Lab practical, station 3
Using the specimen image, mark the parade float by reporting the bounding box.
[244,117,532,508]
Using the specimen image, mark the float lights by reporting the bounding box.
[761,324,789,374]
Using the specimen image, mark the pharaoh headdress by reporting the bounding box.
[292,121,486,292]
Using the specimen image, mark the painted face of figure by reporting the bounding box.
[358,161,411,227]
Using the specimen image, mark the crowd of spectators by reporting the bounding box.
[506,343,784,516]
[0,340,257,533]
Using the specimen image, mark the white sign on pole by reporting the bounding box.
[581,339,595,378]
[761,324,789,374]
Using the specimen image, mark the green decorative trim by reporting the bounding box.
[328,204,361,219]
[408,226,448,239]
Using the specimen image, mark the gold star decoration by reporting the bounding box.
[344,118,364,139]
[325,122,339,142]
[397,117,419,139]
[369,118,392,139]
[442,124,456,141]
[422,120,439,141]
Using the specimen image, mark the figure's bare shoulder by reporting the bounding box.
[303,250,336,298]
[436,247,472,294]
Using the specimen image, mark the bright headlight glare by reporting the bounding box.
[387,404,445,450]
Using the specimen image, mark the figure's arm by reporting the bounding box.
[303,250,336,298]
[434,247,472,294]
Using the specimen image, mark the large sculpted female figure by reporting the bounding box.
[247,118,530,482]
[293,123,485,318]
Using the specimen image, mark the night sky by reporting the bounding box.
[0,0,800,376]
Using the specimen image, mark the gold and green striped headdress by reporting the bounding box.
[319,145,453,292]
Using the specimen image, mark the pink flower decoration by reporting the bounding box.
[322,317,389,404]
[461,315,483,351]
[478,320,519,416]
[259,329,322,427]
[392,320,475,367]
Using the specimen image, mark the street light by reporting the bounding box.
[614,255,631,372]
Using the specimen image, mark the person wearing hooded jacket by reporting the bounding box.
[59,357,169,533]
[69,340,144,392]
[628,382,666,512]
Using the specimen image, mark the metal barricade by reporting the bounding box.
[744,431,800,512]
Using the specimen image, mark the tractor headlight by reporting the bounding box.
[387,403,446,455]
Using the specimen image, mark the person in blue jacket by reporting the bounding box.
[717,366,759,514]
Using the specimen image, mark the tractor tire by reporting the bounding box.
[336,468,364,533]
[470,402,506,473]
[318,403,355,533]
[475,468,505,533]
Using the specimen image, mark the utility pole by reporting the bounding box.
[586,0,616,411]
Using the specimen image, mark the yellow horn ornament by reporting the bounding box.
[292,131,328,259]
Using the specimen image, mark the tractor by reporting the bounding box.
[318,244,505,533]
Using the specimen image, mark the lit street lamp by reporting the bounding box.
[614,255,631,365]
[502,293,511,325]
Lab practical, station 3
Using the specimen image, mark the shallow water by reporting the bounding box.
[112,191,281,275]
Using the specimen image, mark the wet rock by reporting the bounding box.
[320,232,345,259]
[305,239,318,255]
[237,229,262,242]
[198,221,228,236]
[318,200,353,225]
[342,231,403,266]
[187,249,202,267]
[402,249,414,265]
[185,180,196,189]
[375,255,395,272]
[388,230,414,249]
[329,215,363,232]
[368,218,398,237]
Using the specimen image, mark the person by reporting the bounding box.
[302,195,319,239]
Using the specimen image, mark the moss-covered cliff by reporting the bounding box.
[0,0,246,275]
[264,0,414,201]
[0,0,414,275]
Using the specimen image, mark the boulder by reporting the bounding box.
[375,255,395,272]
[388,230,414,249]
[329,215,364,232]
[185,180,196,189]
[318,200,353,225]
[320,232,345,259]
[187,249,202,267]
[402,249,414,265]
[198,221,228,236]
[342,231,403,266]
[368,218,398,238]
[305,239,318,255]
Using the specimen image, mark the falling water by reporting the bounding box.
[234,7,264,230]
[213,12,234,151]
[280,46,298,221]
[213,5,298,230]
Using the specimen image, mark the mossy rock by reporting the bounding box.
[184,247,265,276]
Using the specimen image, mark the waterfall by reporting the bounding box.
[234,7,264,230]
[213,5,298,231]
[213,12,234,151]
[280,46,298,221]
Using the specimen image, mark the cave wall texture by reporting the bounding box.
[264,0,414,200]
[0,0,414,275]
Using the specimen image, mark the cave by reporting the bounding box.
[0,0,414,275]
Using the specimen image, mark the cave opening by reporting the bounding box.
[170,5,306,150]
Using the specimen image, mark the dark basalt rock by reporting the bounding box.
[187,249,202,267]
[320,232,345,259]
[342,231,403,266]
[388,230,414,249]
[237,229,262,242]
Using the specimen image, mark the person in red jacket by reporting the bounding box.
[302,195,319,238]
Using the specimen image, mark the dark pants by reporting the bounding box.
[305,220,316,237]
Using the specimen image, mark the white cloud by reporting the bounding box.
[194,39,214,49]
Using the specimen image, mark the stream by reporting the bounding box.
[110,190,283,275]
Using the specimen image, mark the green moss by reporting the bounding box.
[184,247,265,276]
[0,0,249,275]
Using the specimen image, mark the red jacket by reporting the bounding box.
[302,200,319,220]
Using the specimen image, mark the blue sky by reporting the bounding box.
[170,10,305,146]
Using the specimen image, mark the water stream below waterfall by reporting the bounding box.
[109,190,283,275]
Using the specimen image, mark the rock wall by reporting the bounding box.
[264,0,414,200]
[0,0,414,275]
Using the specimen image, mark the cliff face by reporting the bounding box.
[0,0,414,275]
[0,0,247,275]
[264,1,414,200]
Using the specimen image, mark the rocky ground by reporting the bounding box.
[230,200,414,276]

++++

— OBJECTIVE —
Please copy the records word for word, from the line containing "Using the specimen image, mark the crowd" through the line containing "[586,0,616,411]".

— OUTPUT FOR THIS EXERCISE —
Using the specimen image, mark the crowd of spectators by reporting the bounding box.
[506,343,784,516]
[0,340,257,533]
Using the specimen image, mark the white sign on pole by reporting the bounding box.
[581,339,595,378]
[761,324,789,374]
Using the specimen image, mark the green decorative trim by reporting the bounding box.
[328,204,361,219]
[408,226,448,239]
Using the specimen image, mark the gold star decoration by reporting the bounding box.
[344,118,364,139]
[325,122,339,142]
[397,117,419,139]
[369,118,392,139]
[442,124,456,141]
[422,120,439,141]
Using the specimen image, mark the figure's bare shoulder by reporting the bounding box.
[303,250,336,298]
[436,247,472,294]
Using the specimen image, mark the bright headlight glare by reporting the bounding box.
[387,404,445,450]
Using the specimen image, mark the figure's arm by reporting the bounding box.
[303,250,336,298]
[434,247,472,294]
Using the specimen image, mark the large sculpted female figure by reporting the bounding box.
[247,118,530,482]
[293,123,485,318]
Using the specimen image, mark the night sky by reporting the bounding box.
[0,0,800,376]
Using the specimen image, mark the gold and green striped headdress by reporting the bounding box.
[319,145,453,292]
Using the specimen image, mark the pink flower decoration by reporting the bounding box.
[322,317,389,404]
[461,315,483,351]
[478,320,519,416]
[259,329,322,427]
[392,320,475,367]
Using the specimen image, mark the street light by reporting the bounding box.
[614,255,631,372]
Using the specimen image, mark the person wearing hooded jacket by reporting the bounding box.
[59,357,169,533]
[69,340,144,392]
[628,382,666,512]
Using the specimen image, mark the metal barricade by reporting the bounding box.
[744,431,800,512]
Using the specimen image, mark the tractor headlight by reporting the bounding box.
[387,403,446,455]
Using the specimen image, mark the person in blue jacket by reporting the bounding box.
[717,366,759,514]
Using the specimen image, mark the tractor tire by reporting the bounding box.
[336,468,364,533]
[470,402,506,473]
[318,403,355,533]
[475,468,505,533]
Using the specimen image, mark the utility pole by reporting the bounding box.
[586,0,616,411]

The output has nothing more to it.